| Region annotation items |
* start *

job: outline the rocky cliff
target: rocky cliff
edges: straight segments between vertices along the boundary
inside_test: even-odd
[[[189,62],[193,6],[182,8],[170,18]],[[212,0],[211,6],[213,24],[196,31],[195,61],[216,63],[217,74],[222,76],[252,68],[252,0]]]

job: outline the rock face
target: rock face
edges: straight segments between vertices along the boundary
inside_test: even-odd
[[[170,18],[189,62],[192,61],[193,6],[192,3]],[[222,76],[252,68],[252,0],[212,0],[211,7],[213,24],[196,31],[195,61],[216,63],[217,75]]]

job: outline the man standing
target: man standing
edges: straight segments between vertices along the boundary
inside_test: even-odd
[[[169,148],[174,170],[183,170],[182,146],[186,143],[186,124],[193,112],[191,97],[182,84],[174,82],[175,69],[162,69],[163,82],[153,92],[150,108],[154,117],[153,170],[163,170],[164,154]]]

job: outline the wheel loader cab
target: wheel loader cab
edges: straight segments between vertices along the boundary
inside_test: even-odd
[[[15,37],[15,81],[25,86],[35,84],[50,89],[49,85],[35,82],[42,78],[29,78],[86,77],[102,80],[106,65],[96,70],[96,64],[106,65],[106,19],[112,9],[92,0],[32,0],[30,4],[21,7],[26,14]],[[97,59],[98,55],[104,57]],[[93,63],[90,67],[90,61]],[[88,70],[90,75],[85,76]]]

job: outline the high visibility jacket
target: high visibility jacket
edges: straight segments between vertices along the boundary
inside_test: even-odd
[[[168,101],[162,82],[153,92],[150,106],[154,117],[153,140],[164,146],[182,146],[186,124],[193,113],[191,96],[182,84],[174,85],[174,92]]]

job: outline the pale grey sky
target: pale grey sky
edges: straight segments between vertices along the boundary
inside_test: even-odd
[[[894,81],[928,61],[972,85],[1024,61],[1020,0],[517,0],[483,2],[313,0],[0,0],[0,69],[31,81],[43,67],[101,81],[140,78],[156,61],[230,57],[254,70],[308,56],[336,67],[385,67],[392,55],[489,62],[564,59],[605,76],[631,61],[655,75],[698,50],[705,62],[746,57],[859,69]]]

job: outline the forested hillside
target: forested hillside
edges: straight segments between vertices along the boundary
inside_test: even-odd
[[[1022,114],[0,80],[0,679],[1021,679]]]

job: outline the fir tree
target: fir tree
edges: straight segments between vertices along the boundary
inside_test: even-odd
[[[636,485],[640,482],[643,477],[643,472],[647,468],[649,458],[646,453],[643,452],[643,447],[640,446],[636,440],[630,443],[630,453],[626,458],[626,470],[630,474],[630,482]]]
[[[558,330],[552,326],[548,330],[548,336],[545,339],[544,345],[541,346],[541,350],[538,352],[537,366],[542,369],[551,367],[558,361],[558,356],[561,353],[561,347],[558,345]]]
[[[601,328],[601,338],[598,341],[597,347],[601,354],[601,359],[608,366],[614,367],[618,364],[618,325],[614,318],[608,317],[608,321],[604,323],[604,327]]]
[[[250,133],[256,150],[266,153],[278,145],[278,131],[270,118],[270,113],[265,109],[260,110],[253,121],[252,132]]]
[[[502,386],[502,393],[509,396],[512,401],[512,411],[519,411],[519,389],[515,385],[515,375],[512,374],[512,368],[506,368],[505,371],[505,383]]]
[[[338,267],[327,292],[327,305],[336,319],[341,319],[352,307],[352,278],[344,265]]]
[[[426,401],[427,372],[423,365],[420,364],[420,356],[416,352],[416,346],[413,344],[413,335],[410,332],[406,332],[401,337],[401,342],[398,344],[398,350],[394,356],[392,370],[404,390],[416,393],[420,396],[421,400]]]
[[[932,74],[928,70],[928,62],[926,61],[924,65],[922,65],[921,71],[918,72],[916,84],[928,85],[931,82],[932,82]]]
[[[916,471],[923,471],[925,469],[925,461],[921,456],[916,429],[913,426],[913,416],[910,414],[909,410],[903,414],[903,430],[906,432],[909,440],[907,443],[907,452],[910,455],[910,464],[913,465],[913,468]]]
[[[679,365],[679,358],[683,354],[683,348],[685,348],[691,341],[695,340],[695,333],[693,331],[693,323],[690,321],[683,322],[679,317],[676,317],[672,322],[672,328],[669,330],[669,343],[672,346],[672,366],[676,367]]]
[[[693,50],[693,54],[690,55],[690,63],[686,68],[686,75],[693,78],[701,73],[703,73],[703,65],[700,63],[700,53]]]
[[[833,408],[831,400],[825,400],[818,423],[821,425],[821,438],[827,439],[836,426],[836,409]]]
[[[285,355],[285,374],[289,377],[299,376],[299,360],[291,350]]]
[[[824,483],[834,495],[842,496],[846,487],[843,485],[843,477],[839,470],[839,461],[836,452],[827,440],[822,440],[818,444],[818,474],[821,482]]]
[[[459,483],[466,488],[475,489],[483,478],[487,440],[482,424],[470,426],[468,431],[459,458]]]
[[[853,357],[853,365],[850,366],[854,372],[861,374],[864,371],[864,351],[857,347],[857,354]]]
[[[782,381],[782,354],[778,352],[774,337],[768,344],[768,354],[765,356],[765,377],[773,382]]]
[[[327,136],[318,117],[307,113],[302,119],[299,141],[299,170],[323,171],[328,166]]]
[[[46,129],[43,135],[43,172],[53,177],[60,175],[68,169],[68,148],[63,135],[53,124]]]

* end *

Reproduce all of the material above line for line, with no changes.

job: outline the rocky cliff
target: rocky cliff
edges: straight segments between vertices along the boundary
inside_test: even-odd
[[[189,62],[193,6],[182,8],[170,18]],[[212,0],[211,6],[213,24],[196,31],[195,61],[216,63],[217,74],[222,76],[252,68],[252,0]]]

job: outline the rock face
target: rock face
edges: straight segments between vertices along the boundary
inside_test: even-odd
[[[170,18],[189,62],[192,61],[193,6],[192,3]],[[222,76],[252,68],[252,0],[212,0],[211,7],[213,24],[196,31],[195,61],[216,63],[217,75]]]

job: outline the man standing
target: man standing
edges: straight segments between vertices along the boundary
inside_test: even-odd
[[[169,148],[174,170],[183,170],[182,146],[186,143],[186,124],[193,112],[191,97],[182,84],[174,82],[175,69],[162,69],[163,82],[153,92],[150,108],[154,117],[153,170],[163,170],[164,154]]]

job: outline the wheel loader cab
target: wheel loader cab
edges: straight segments between vertices along the boundary
inside_test: even-odd
[[[15,37],[15,81],[25,86],[35,84],[50,89],[49,85],[35,82],[42,78],[29,78],[86,77],[102,80],[106,65],[96,70],[96,64],[106,65],[106,19],[112,9],[92,0],[32,0],[30,4],[21,7],[26,14]],[[97,59],[98,55],[104,57]],[[93,63],[90,67],[90,61]],[[88,70],[90,75],[85,76]]]

job: outline the high visibility jacket
target: high visibility jacket
edges: straight segments between vertices along the boundary
inside_test: even-odd
[[[168,101],[162,82],[153,92],[150,106],[154,117],[153,140],[164,146],[182,146],[186,124],[193,113],[191,96],[182,84],[174,85],[174,92]]]

job: outline the pale grey sky
target: pale grey sky
edges: straight segments between vertices along the boundary
inside_test: even-odd
[[[894,81],[928,61],[972,85],[1024,61],[1020,0],[517,0],[483,2],[313,0],[0,0],[0,69],[31,81],[43,67],[101,81],[140,78],[156,61],[230,57],[254,70],[308,56],[336,67],[385,67],[392,55],[489,62],[564,59],[605,76],[631,61],[655,75],[698,50],[705,62],[746,57],[859,69]]]

job: outline the forested hillside
target: forested hillside
edges: straight segments between vertices along the boundary
inside_test: even-odd
[[[1022,114],[0,80],[0,679],[1021,679]]]

job: outline the fir tree
target: fir tree
edges: straight segments between vertices along the boundary
inside_test: even-odd
[[[636,485],[640,482],[643,477],[643,472],[647,468],[649,458],[646,453],[643,452],[643,447],[640,446],[636,440],[630,443],[630,453],[626,458],[626,470],[630,474],[630,482]]]
[[[558,330],[552,326],[548,330],[548,336],[545,339],[544,345],[541,346],[541,350],[538,352],[537,366],[542,369],[551,367],[558,361],[558,356],[561,353],[561,347],[558,345]]]
[[[601,328],[601,338],[598,341],[597,347],[601,354],[601,359],[608,366],[614,367],[618,364],[618,325],[614,318],[608,317],[608,321],[604,323],[604,327]]]
[[[250,133],[256,150],[266,153],[278,145],[278,131],[270,118],[270,113],[265,109],[260,110],[253,121],[252,132]]]
[[[502,386],[502,393],[509,396],[512,401],[512,411],[519,411],[519,389],[515,385],[515,375],[512,374],[512,368],[506,368],[505,371],[505,383]]]
[[[338,267],[327,292],[327,305],[336,319],[341,319],[352,307],[352,278],[344,265]]]
[[[426,401],[427,372],[423,365],[420,364],[420,356],[416,352],[416,346],[413,344],[413,335],[410,332],[406,332],[401,337],[401,342],[398,344],[398,350],[394,356],[392,370],[404,390],[416,393],[420,396],[421,400]]]
[[[932,74],[928,70],[928,62],[926,61],[924,65],[922,65],[921,71],[918,72],[916,84],[928,85],[931,82],[932,82]]]
[[[916,471],[923,471],[925,469],[925,461],[921,456],[916,429],[913,426],[913,416],[910,414],[909,410],[903,414],[903,430],[906,432],[909,440],[907,443],[907,452],[910,455],[910,464],[913,465],[913,468]]]
[[[679,365],[679,358],[683,354],[683,348],[685,348],[691,341],[695,340],[695,333],[693,331],[693,323],[690,321],[683,322],[679,317],[676,317],[672,322],[672,328],[669,330],[669,343],[672,346],[672,366],[676,367]]]
[[[693,50],[693,54],[690,55],[690,63],[686,68],[686,75],[693,78],[701,73],[703,73],[703,65],[700,63],[700,53]]]
[[[833,408],[831,400],[825,400],[818,423],[821,425],[821,438],[827,439],[836,426],[836,409]]]
[[[285,355],[285,374],[289,377],[299,376],[299,360],[291,350]]]
[[[824,483],[834,495],[842,496],[846,487],[843,485],[843,477],[839,470],[839,461],[836,452],[827,440],[822,440],[818,444],[818,474],[821,482]]]
[[[459,483],[466,488],[475,489],[483,478],[487,440],[482,424],[470,426],[468,431],[459,458]]]
[[[853,357],[853,365],[850,366],[854,372],[861,374],[864,371],[864,351],[857,347],[857,354]]]
[[[782,381],[782,354],[778,352],[774,337],[768,344],[768,354],[765,356],[765,377],[773,382]]]
[[[327,136],[318,117],[307,113],[302,119],[299,141],[299,170],[323,171],[328,166]]]
[[[46,129],[43,135],[43,172],[53,177],[60,175],[68,169],[68,148],[63,135],[53,124]]]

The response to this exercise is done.